Page text:

┄┄┄┄┄┄

A VERY LARGE PART of the Bible is concerned with foretelling the future. First of all, there are the ‘books of the prophets’: no fewer than 17 out of the 39 books of the Old Testament. There are, in addition, those parts of other books—for example, Balaam’s prophecy (Numbers 22–24), and Jesus’ Mount Olivet prophecy (Matthew 24)—which are prophetic.
But besides those chapters or books that can be called prophecies, there are a large number of statements in other parts of the Bible which are prophetic—for example God said to Abraham ‘You shall be the father of a multitude of nations’ (Genesis 17:4); and He told David of his descendant, ‘I will establish the throne of his kingdom for ever’ (2 Samuel 7:13).
The Purpose of Prophecy
What is the purpose of prophecy? It is usually thought of as the prediction of future events, but in fact prophecy in the Bible sense has a two-fold meaning:
- forthtelling (speaking forth, or speaking out, on God’s behalf—not necessarily predicting events);
- foretelling (showing forth events destined to happen in the near or distant future).
Isaiah, for example, writes forthtelling Israel’s place as God’s witnesses (chapters 42 & 43); he also foretells the sufferings of the Messiah (chapter 53). There are a few Bible prophecies in the form ‘This or that will happen so many years from now’: Jeremiah’s prophecy of 70 years’ captivity in Babylon (25:11) is an example of this.

┄┄┄┄┄┄

(Stored data entries)

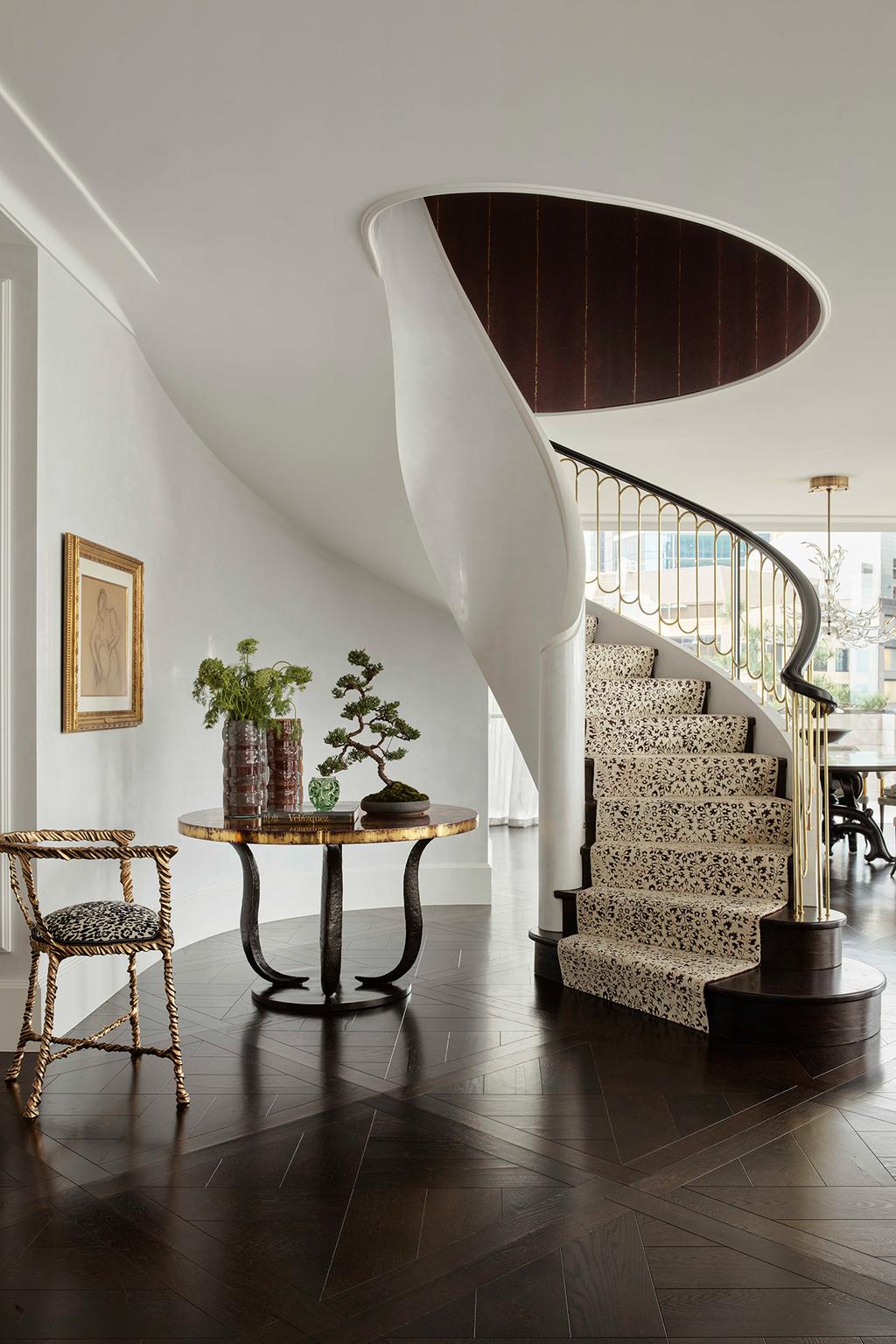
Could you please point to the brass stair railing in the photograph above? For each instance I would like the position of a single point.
(752, 613)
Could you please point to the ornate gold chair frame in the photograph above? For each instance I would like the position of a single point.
(22, 848)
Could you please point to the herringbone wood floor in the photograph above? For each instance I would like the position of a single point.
(494, 1160)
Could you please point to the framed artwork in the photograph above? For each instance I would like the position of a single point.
(102, 649)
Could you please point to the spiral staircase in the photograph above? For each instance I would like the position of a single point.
(704, 895)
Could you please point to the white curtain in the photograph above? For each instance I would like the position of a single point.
(514, 800)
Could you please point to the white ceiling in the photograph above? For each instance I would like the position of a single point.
(230, 148)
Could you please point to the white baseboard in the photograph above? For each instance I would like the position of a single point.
(12, 1004)
(88, 982)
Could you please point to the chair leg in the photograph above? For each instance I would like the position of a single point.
(183, 1096)
(27, 1022)
(135, 1002)
(43, 1054)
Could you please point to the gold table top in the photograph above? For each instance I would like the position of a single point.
(441, 820)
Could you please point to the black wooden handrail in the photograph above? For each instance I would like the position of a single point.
(810, 608)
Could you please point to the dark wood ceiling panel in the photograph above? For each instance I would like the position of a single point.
(594, 305)
(738, 355)
(612, 295)
(562, 300)
(512, 313)
(657, 338)
(462, 225)
(699, 311)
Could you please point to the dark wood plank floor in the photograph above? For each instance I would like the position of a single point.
(494, 1158)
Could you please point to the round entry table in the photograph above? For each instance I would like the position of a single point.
(293, 993)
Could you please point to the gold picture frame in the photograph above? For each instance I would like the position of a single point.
(102, 646)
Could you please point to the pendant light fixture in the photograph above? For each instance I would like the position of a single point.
(855, 629)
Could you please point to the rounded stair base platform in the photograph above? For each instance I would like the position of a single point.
(833, 1005)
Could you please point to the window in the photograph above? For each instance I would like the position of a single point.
(868, 584)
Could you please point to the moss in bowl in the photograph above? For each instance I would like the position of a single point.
(396, 799)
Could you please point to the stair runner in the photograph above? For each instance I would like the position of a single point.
(690, 848)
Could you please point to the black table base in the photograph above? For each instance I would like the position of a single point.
(288, 992)
(848, 819)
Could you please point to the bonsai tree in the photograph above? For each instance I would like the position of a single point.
(238, 691)
(378, 726)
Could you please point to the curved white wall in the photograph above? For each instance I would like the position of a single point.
(118, 464)
(499, 524)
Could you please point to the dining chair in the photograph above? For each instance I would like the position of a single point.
(887, 797)
(90, 929)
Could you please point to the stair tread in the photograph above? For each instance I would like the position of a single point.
(690, 845)
(620, 662)
(649, 953)
(618, 721)
(662, 982)
(852, 978)
(684, 898)
(742, 820)
(662, 774)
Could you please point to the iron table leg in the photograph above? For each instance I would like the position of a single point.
(413, 920)
(248, 922)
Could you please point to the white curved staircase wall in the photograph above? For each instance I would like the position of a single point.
(497, 523)
(117, 464)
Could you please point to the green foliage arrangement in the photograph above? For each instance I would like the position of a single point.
(375, 717)
(241, 692)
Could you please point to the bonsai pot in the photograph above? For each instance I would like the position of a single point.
(375, 807)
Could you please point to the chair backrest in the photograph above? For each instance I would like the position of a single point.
(22, 847)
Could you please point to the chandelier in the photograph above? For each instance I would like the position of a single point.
(855, 629)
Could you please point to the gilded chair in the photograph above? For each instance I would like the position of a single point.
(92, 929)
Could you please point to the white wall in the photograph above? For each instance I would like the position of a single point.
(117, 464)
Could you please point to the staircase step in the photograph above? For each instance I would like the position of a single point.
(720, 927)
(745, 870)
(702, 820)
(662, 982)
(618, 662)
(644, 697)
(828, 1007)
(687, 732)
(662, 776)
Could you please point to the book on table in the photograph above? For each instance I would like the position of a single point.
(298, 819)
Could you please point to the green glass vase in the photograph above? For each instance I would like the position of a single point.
(324, 794)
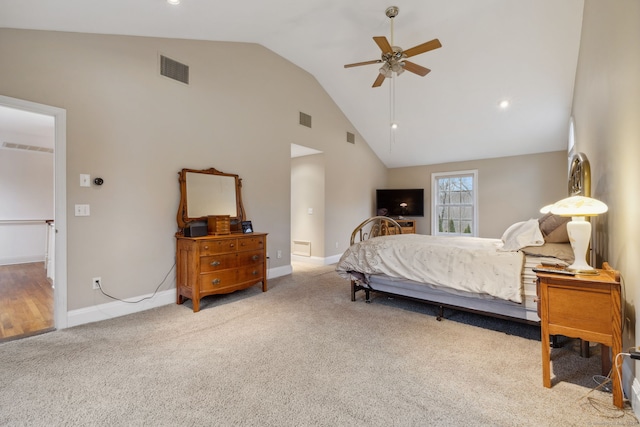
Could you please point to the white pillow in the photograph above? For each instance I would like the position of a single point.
(521, 234)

┄┄┄┄┄┄

Problems to work on:
a - List every chapter or verse reference that the text on Bible prophecy gives in parentheses.
b - According to the text on Bible prophecy, how many of the Old Testament's 39 books are books of the prophets?

Responses in order:
a -
Numbers 22–24
Matthew 24
Genesis 17:4
2 Samuel 7:13
chapters 42 & 43
chapter 53
25:11

b - 17